#### [Set problem]
Rewrite the records from the line holding "of the distant" through the line holding "Target: utility pole", inclusive, switching "benchmark" to "evaluation" and leaving everything else unchanged.

## Start Extracted entries

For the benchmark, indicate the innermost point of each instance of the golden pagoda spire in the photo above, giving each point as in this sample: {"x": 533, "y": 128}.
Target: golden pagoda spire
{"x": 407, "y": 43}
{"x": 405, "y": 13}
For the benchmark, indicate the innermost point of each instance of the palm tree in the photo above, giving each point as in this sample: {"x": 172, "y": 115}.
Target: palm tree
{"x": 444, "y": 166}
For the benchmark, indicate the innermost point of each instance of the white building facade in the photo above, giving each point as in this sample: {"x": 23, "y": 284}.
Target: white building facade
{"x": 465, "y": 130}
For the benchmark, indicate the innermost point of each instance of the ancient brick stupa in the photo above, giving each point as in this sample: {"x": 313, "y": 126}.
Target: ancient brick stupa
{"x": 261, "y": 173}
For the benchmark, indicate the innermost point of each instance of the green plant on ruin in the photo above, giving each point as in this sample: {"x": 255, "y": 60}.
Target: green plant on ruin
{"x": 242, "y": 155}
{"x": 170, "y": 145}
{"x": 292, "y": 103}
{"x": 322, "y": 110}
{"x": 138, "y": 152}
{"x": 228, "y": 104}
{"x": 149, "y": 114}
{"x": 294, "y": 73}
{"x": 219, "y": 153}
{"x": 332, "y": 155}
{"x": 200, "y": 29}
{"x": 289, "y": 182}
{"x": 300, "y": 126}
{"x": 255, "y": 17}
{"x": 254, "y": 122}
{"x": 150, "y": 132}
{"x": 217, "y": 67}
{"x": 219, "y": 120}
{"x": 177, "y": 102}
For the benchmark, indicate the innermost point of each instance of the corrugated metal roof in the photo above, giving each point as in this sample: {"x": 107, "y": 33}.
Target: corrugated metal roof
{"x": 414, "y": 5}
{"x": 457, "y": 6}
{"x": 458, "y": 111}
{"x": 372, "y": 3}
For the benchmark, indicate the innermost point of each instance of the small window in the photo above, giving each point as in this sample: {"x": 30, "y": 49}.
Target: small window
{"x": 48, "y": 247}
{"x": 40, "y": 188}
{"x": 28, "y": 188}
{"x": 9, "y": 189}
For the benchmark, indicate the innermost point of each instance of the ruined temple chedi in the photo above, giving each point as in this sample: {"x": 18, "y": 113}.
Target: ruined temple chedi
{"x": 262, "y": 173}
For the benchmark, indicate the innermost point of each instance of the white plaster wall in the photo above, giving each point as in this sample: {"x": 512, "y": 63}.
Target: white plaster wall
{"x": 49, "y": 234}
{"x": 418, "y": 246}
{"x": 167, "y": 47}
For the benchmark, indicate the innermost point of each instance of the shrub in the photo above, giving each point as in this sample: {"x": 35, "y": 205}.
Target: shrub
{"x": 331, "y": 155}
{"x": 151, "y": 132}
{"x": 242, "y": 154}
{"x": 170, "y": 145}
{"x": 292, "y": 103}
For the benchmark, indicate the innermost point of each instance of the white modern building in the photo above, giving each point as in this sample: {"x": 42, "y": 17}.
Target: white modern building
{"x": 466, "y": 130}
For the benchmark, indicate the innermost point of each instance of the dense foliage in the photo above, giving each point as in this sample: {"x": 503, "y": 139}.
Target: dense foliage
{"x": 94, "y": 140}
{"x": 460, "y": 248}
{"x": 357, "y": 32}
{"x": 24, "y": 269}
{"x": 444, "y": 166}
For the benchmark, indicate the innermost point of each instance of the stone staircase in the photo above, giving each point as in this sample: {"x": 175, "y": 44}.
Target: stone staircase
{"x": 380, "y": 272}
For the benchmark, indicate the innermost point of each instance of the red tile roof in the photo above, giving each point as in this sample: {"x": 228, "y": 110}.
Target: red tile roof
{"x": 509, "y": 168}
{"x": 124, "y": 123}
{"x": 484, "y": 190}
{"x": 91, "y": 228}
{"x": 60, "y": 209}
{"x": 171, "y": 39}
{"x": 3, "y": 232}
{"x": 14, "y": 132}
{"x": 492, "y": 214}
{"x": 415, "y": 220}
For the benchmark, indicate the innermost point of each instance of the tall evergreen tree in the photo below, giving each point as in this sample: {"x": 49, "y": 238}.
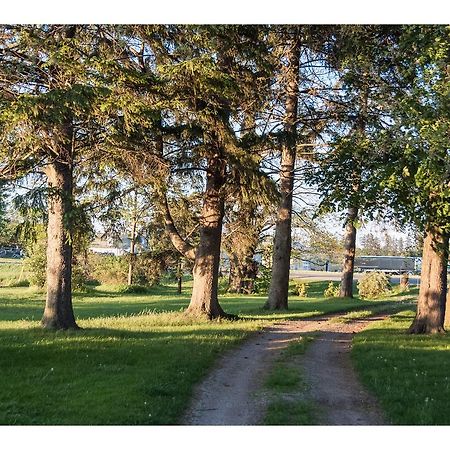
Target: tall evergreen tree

## End Extracted entries
## Start Extracted entries

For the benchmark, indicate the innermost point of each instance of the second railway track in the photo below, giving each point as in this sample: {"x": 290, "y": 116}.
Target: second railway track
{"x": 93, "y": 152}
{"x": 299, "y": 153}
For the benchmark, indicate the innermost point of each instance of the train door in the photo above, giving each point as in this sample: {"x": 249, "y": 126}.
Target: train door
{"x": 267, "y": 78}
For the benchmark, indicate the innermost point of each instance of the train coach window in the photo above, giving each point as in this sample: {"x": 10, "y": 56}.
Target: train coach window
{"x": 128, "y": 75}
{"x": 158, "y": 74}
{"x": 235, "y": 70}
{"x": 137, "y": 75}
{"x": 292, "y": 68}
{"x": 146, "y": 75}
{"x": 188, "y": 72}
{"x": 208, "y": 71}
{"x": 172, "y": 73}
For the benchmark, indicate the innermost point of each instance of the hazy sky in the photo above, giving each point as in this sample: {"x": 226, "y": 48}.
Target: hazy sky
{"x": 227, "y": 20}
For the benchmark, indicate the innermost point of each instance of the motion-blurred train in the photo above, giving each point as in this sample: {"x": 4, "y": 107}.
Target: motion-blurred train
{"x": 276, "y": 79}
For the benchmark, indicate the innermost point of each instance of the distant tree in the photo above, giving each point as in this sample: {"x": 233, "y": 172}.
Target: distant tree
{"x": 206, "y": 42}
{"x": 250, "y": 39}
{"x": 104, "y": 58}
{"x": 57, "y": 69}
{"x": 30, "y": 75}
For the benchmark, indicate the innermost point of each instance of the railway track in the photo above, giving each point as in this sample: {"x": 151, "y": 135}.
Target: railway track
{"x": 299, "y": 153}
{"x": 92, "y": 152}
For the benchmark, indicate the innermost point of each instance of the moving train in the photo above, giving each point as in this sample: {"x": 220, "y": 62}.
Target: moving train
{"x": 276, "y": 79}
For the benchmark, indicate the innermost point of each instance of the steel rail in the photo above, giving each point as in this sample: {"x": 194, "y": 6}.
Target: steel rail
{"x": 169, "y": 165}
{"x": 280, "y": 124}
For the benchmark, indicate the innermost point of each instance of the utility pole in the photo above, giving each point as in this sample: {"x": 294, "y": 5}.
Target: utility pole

## End Extracted entries

#### [Worked answer]
For the evaluation, indicate the innermost point of each instance of the distant tree in the photo above, giving each point as in this sample: {"x": 233, "y": 172}.
Target: distant tree
{"x": 206, "y": 42}
{"x": 250, "y": 39}
{"x": 104, "y": 58}
{"x": 57, "y": 69}
{"x": 30, "y": 75}
For the evaluation, indicate the innermost point of each instance of the railway track in the photo above, giving each point as in this sample: {"x": 151, "y": 135}.
Target: railway track
{"x": 299, "y": 153}
{"x": 92, "y": 152}
For the evaluation, indicate the innermost point of each instance of the moving train in the photo above, giving each point as in this sample: {"x": 220, "y": 62}.
Target: moving train
{"x": 276, "y": 79}
For the evaluation, indicate the innermost point of each instance of the steel rail in the photo above, giving each point as in this sample: {"x": 194, "y": 6}.
Target: steel rail
{"x": 169, "y": 165}
{"x": 280, "y": 124}
For the evaluation, indicate the innermost point of each instance of the utility pole in the photo above, giving each point as in this sample: {"x": 294, "y": 5}.
Target: utility pole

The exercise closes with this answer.